→ DATA SUPPLIED
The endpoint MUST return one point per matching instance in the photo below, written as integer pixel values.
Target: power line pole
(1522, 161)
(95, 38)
==
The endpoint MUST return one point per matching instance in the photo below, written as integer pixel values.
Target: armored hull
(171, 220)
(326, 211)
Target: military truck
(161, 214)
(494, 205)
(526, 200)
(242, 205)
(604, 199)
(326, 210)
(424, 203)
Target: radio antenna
---
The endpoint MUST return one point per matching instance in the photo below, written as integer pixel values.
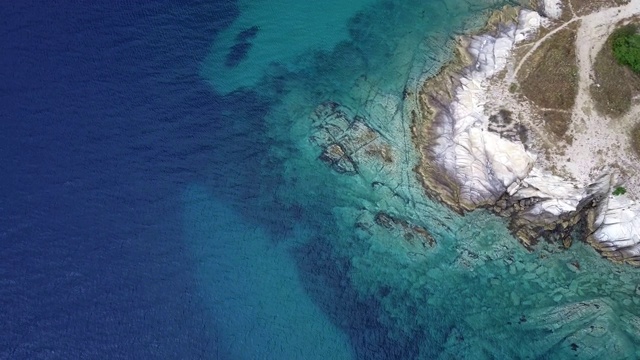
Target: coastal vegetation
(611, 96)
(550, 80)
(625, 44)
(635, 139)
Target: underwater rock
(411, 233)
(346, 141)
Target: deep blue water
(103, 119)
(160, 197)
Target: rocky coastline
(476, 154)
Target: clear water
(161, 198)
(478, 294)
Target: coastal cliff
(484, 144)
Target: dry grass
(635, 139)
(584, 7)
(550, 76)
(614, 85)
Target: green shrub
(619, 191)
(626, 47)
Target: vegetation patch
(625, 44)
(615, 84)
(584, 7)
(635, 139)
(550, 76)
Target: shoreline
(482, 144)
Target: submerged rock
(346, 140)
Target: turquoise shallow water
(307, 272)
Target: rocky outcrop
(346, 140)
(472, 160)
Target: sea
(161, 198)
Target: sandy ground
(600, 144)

→ TASK STATEMENT
Return every line from the items above that contains the string "vegetation", matching case exactly.

→ WRITTEN RESPONSE
Target: coastal vegetation
Target: vegetation patch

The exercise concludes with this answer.